### TEXT PASSAGE
The Praesidium, which includes LCMS President Gerald Kieschnick and five of the synod's vice presidents, said the chapel service, which included prayers from Jews and Muslims, "was indeed worship of a unionistic and syncretistic nature," and thus a violation of church law.

"The Praesidium considers this matter to be concluded and can now report that those, who provided a setting within which blasphemy was uttered and syncretistic worship occurred have repented of their wrong," said a letter to several LCMS pastors who brought charges against the school. The letter said university president Alan Harre and four LCMS pastors involved in the service had "expressed sincere repentance" verbally and in writing, according to The Times of northwest Indiana.

Harre and the pastors had been cleared by a church investigation earlier this year, but the Praesidium stepped in and ordered further inquiry.

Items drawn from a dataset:

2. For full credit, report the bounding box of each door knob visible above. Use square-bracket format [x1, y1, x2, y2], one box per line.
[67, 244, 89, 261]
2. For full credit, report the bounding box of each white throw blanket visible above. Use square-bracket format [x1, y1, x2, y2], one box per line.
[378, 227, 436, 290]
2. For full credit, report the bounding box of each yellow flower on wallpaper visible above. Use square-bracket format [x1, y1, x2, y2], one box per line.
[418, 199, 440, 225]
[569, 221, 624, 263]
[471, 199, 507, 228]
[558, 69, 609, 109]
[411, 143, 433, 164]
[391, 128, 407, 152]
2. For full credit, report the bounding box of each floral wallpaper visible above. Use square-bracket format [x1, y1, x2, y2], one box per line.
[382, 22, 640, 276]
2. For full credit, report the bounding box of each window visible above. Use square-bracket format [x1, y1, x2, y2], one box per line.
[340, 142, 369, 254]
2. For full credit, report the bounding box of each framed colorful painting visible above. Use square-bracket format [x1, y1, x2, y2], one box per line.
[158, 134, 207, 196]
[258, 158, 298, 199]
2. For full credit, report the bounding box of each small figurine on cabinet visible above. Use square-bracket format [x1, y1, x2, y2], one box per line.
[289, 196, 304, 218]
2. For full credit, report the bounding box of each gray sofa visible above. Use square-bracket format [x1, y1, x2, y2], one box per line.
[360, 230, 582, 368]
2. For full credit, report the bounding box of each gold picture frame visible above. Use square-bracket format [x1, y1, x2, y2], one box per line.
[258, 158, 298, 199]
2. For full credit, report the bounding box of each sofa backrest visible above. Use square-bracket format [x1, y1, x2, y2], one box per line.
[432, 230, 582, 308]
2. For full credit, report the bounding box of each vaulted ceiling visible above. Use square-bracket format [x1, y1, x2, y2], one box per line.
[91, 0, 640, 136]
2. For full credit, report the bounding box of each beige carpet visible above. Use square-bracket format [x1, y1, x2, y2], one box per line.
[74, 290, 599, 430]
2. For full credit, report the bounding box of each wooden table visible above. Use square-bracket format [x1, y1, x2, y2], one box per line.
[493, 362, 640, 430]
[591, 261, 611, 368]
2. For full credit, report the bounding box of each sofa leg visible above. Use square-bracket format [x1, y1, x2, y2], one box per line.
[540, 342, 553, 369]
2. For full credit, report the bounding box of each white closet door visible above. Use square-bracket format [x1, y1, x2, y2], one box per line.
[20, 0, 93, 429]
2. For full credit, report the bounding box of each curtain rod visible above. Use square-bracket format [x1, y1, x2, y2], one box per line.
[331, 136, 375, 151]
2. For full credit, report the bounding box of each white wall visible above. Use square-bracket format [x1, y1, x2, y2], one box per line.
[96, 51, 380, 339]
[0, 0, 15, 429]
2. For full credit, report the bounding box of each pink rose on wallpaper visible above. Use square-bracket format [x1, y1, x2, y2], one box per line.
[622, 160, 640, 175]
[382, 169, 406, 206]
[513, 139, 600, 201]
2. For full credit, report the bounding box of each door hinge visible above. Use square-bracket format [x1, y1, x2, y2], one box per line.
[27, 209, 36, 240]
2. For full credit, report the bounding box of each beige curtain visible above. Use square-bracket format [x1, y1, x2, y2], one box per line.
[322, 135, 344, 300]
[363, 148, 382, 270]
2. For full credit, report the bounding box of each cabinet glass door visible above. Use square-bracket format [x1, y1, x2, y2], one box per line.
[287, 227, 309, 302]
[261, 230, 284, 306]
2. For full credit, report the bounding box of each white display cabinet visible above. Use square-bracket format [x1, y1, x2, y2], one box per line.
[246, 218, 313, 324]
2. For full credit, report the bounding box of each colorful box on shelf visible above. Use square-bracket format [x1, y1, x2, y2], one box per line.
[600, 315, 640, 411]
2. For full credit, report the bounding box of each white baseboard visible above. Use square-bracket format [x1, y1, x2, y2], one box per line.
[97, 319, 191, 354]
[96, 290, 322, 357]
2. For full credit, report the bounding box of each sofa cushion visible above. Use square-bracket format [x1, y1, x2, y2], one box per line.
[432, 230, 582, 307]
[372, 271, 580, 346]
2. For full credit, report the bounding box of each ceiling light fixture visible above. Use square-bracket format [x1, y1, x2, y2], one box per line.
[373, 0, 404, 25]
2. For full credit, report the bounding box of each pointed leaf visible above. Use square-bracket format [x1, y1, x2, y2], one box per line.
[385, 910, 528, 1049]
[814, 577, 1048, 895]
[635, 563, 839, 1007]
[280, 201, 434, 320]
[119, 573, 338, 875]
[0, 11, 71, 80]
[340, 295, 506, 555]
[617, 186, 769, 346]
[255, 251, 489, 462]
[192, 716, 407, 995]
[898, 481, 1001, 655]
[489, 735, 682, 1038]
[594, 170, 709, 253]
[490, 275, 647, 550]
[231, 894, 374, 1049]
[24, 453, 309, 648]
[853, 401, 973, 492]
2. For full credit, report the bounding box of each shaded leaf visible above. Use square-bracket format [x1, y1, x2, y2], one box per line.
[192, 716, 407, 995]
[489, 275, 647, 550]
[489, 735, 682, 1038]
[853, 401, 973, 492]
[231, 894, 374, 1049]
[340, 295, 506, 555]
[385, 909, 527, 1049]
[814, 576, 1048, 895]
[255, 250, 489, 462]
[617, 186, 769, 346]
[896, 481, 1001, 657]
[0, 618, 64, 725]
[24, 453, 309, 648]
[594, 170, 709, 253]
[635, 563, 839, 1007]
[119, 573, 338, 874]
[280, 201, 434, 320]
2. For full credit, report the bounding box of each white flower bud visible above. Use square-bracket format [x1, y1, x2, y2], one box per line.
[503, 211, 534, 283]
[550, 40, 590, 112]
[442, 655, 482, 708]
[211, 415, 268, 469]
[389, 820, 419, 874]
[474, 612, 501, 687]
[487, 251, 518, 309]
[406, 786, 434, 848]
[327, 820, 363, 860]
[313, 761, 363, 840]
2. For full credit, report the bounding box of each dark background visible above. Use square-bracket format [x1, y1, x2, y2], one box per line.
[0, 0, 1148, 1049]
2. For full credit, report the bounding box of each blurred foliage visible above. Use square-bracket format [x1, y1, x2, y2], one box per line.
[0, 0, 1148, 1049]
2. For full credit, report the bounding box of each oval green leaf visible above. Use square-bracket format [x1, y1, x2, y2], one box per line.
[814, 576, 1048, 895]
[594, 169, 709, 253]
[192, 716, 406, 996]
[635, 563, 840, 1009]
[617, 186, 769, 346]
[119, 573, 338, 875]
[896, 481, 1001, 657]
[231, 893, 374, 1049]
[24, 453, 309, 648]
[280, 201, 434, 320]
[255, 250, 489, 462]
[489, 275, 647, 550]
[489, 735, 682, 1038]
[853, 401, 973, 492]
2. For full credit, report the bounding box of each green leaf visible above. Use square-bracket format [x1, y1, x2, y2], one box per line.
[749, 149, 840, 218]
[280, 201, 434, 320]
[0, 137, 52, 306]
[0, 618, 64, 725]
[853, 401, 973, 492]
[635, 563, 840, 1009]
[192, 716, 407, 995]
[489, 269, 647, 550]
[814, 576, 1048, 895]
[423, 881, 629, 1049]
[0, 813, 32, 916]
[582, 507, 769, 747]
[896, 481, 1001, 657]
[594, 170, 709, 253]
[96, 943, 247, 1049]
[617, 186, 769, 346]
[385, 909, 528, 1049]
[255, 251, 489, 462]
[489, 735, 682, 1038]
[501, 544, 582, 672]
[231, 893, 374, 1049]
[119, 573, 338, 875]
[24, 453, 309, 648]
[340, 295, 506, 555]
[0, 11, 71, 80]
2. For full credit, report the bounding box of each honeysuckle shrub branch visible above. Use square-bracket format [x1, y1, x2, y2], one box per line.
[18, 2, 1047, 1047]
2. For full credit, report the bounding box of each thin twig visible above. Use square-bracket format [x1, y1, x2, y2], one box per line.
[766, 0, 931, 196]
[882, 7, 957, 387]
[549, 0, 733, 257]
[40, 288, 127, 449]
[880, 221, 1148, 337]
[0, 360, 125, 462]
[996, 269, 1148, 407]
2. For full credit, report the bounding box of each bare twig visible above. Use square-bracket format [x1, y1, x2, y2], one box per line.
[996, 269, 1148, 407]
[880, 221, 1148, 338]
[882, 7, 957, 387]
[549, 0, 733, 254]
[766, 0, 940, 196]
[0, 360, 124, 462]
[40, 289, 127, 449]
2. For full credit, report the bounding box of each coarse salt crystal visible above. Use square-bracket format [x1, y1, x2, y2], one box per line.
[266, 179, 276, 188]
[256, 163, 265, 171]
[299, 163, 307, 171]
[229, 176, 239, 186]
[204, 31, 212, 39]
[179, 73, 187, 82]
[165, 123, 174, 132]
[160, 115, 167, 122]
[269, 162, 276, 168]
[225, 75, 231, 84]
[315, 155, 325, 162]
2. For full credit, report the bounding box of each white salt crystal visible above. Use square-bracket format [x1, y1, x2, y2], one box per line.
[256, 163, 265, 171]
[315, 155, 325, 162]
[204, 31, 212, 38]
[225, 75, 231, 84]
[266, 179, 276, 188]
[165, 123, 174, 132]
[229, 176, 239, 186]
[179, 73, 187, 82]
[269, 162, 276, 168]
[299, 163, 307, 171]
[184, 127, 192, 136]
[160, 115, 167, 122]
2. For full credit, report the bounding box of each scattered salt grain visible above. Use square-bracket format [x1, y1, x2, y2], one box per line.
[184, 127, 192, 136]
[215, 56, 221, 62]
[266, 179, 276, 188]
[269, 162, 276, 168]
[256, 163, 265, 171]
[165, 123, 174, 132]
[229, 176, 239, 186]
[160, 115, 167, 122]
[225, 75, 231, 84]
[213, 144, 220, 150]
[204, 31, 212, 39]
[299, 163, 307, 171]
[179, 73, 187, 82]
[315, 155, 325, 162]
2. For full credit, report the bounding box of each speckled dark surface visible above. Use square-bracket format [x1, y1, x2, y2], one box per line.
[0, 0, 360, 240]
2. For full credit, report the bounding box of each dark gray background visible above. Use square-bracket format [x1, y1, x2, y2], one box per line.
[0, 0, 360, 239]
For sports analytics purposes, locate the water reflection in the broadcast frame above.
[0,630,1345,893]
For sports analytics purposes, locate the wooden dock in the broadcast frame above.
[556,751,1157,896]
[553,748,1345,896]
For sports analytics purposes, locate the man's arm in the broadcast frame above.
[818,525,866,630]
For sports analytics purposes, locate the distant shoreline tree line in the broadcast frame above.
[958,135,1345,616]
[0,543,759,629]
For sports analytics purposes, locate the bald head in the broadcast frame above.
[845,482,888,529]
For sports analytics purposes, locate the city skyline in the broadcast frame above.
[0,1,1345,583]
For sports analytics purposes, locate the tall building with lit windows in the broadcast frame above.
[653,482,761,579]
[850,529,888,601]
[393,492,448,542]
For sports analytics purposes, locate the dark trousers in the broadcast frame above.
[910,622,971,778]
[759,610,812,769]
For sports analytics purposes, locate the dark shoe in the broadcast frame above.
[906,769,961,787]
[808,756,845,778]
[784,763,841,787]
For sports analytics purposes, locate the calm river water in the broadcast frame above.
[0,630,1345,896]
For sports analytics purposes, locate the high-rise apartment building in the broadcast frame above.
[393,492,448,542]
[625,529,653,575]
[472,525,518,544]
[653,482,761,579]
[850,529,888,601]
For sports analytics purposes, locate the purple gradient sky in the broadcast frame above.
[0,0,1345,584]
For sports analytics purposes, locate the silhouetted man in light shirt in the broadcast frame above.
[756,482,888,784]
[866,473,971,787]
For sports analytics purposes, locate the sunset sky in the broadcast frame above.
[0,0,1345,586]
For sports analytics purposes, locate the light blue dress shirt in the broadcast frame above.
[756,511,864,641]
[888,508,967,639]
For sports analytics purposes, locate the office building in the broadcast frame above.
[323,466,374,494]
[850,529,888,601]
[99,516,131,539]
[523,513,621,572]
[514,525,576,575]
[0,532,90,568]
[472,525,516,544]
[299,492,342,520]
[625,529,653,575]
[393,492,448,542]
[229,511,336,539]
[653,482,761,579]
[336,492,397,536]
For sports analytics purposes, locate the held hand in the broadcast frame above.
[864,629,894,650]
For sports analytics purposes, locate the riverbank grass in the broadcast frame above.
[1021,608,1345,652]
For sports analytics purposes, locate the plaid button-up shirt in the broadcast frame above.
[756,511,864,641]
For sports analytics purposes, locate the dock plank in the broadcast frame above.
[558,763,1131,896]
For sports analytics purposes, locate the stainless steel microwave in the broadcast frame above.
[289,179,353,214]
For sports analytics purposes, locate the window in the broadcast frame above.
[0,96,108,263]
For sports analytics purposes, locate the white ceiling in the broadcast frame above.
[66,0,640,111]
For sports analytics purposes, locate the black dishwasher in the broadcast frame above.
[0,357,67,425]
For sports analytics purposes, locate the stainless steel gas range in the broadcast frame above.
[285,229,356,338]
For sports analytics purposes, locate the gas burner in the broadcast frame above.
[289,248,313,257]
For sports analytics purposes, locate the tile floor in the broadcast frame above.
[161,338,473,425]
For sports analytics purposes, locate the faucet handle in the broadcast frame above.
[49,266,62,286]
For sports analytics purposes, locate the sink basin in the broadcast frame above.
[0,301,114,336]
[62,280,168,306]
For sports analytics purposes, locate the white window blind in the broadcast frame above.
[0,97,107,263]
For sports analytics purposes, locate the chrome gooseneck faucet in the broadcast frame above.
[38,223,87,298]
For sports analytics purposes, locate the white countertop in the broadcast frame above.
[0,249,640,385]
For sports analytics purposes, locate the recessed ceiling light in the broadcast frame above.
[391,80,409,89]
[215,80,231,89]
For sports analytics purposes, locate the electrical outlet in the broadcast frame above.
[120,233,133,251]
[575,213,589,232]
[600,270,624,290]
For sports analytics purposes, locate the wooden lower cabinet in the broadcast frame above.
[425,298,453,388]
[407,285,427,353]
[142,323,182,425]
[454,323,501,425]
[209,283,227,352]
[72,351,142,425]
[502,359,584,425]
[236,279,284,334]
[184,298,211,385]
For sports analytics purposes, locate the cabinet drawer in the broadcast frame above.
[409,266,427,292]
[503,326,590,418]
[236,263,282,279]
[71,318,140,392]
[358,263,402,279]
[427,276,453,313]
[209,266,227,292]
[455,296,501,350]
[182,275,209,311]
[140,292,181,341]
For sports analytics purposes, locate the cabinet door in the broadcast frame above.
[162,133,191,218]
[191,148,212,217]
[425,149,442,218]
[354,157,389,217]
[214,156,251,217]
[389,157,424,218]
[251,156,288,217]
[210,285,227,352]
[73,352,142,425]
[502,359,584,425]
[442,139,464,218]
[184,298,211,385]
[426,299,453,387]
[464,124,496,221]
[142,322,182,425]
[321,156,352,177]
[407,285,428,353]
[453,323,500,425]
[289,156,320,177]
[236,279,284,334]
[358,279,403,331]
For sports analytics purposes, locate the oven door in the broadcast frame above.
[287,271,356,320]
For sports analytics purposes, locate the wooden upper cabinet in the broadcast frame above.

### EXERCISE TASKS
**A.** According to the text, who is the LCMS President?
**B.** Rewrite the text from "The Praesidium, which" up to and including "ordered further inquiry.", putting "Presidium" wherever "Praesidium" appears.
**C.** List every organization, church body, or publication that the text mentions by name.
The items have no connection to the text.

### LIST OF ANSWERS
**A.** Gerald Kieschnick

**B.**
The Presidium, which includes LCMS President Gerald Kieschnick and five of the synod's vice presidents, said the chapel service, which included prayers from Jews and Muslims, "was indeed worship of a unionistic and syncretistic nature," and thus a violation of church law.

"The Presidium considers this matter to be concluded and can now report that those, who provided a setting within which blasphemy was uttered and syncretistic worship occurred have repented of their wrong," said a letter to several LCMS pastors who brought charges against the school. The letter said university president Alan Harre and four LCMS pastors involved in the service had "expressed sincere repentance" verbally and in writing, according to The Times of northwest Indiana.

Harre and the pastors had been cleared by a church investigation earlier this year, but the Presidium stepped in and ordered further inquiry.

**C.**
- The Praesidium
- LCMS
- The Times of northwest Indiana